Prompt>
Can you format every line of the items below as a JSON list of strings, one string per line, leaving out the blank lines?

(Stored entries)
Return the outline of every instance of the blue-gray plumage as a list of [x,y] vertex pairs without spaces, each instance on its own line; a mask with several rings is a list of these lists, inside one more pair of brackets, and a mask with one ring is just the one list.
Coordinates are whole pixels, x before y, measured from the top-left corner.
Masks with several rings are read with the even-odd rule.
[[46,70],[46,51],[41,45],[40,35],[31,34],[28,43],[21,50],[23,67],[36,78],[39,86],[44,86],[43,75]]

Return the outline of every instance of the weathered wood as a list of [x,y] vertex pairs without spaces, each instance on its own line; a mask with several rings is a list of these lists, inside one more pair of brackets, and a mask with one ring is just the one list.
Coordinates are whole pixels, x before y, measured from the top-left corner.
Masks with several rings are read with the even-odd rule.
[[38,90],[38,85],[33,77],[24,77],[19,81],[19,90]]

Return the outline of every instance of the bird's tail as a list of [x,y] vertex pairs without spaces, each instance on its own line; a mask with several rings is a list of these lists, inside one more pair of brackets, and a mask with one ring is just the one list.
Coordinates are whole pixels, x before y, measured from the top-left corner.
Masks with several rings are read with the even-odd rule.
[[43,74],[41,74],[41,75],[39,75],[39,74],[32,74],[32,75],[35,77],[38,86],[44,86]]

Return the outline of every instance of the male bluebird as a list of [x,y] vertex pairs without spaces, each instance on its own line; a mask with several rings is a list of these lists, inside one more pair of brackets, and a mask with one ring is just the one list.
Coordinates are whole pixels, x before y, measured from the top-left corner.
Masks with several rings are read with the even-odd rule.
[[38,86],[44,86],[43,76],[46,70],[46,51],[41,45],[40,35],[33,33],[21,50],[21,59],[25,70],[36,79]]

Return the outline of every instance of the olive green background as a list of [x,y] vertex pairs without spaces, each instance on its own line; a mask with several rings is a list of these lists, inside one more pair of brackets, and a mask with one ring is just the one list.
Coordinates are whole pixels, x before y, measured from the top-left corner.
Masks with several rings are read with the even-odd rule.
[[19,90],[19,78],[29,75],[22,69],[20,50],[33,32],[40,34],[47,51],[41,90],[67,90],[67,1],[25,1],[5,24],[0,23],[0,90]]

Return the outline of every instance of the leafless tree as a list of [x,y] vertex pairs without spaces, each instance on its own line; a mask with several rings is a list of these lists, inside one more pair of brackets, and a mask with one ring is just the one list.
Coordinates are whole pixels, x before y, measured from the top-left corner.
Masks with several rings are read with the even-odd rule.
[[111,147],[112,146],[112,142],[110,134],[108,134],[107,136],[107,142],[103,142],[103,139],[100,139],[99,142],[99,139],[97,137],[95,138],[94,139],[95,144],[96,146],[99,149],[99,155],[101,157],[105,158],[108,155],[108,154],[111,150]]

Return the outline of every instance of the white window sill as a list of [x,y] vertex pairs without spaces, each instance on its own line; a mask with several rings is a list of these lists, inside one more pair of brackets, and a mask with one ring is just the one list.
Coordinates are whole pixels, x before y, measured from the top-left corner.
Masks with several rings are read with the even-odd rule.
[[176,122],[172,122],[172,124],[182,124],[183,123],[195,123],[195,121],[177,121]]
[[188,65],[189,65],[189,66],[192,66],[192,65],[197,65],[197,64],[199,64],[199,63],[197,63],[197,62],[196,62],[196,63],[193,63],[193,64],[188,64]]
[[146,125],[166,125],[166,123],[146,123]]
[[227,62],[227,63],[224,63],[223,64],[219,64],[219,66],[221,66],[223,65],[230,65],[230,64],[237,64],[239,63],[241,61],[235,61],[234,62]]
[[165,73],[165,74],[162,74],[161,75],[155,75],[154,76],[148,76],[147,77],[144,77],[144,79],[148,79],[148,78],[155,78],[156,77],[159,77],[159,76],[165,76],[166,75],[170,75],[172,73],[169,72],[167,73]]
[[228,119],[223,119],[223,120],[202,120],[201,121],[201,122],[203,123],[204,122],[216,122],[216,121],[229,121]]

Full output>
[
  "Return the outline of every instance of the blue-gray plumage as a list of [x,y] vertex pairs without spaces, each instance on its own line; a mask with several rings is a list of these lists, inside one more pair of brackets, and a mask with one ring is just the one list.",
  "Coordinates are whole pixels, x before y, measured from the top-left corner.",
  "Masks with several rings are read with the even-odd rule.",
  "[[46,70],[46,51],[41,45],[40,35],[31,34],[28,43],[21,50],[23,67],[36,78],[39,86],[44,86],[43,75]]",
  "Return the outline of every instance of the weathered wood as a list of [x,y] vertex pairs without spaces, each instance on its own line; a mask with several rings is a list of these lists, inside one more pair of brackets, and a mask with one ring is just the one list.",
  "Coordinates are whole pixels, x before y, measured from the top-left corner.",
  "Masks with several rings are read with the even-odd rule.",
  "[[38,90],[38,85],[33,77],[24,77],[19,81],[19,90]]",
  "Return the outline of every instance of the bird's tail as a list of [x,y] vertex pairs without spaces, each instance on its own line; a mask with several rings is a list of these lists, inside one more pair of brackets, and a mask with one ring is just the one list.",
  "Coordinates are whole pixels, x before y, measured from the top-left corner.",
  "Masks with several rings are read with the even-odd rule.",
  "[[43,74],[41,74],[41,75],[39,75],[39,74],[32,74],[32,75],[35,77],[38,86],[44,86]]",
  "Return the outline of every instance of the male bluebird as a list of [x,y] vertex pairs without spaces, each instance on its own line; a mask with several rings is a list of these lists, inside one more pair of brackets, and a mask with one ring is just the one list.",
  "Coordinates are whole pixels, x before y, measured from the top-left corner.",
  "Masks with several rings are read with the even-odd rule.",
  "[[38,86],[44,86],[43,76],[46,70],[46,51],[41,45],[40,35],[33,33],[21,50],[21,59],[25,70],[36,79]]",
  "Return the outline of every instance of the olive green background as a list of [x,y] vertex pairs without spaces, each instance on its own line; a mask with several rings is a list of these lists, inside one more pair of brackets, and a mask with one ring is just the one list.",
  "Coordinates are whole pixels, x before y, measured from the top-left corner.",
  "Masks with several rings are read with the even-odd rule.",
  "[[19,90],[19,78],[29,75],[22,69],[20,50],[33,32],[40,34],[47,51],[41,90],[67,90],[67,1],[25,1],[5,24],[0,23],[0,90]]",
  "Return the outline of every instance of the leafless tree as a list of [x,y] vertex pairs without spaces, each instance on its own line; a mask with several rings is a list of these lists, inside one more pair of brackets, and a mask with one ring is just the one list.",
  "Coordinates are whole pixels, x before y, measured from the top-left corner.",
  "Masks with several rings are read with the even-odd rule.",
  "[[111,147],[112,146],[112,142],[110,134],[108,134],[107,136],[107,142],[103,142],[103,139],[100,139],[99,142],[99,139],[97,137],[95,138],[94,139],[95,144],[96,146],[99,149],[99,155],[101,157],[105,158],[108,155],[108,154],[111,150]]",
  "Return the outline of every instance of the white window sill as a list of [x,y] vertex pairs without spaces, each instance on its own line; a mask with several rings is a list of these lists, inside one more pair of brackets, and a mask with one ring is just the one list.",
  "Coordinates are whole pixels, x before y, measured from the top-left corner.",
  "Masks with several rings are read with the even-odd rule.",
  "[[176,122],[172,122],[172,124],[182,124],[183,123],[195,123],[195,121],[177,121]]",
  "[[188,65],[189,65],[189,66],[192,66],[192,65],[197,65],[197,64],[199,64],[199,63],[197,63],[197,62],[196,62],[196,63],[193,63],[193,64],[188,64]]",
  "[[146,125],[166,125],[166,123],[146,123]]",
  "[[227,62],[227,63],[224,63],[223,64],[219,64],[219,66],[221,66],[223,65],[230,65],[230,64],[237,64],[239,63],[241,61],[235,61],[234,62]]",
  "[[165,73],[165,74],[162,74],[161,75],[155,75],[154,76],[148,76],[147,77],[144,77],[144,79],[148,79],[148,78],[155,78],[156,77],[159,77],[159,76],[165,76],[166,75],[170,75],[172,73],[169,72],[167,73]]",
  "[[228,119],[223,119],[223,120],[202,120],[201,121],[201,122],[203,123],[204,122],[216,122],[216,121],[229,121]]"
]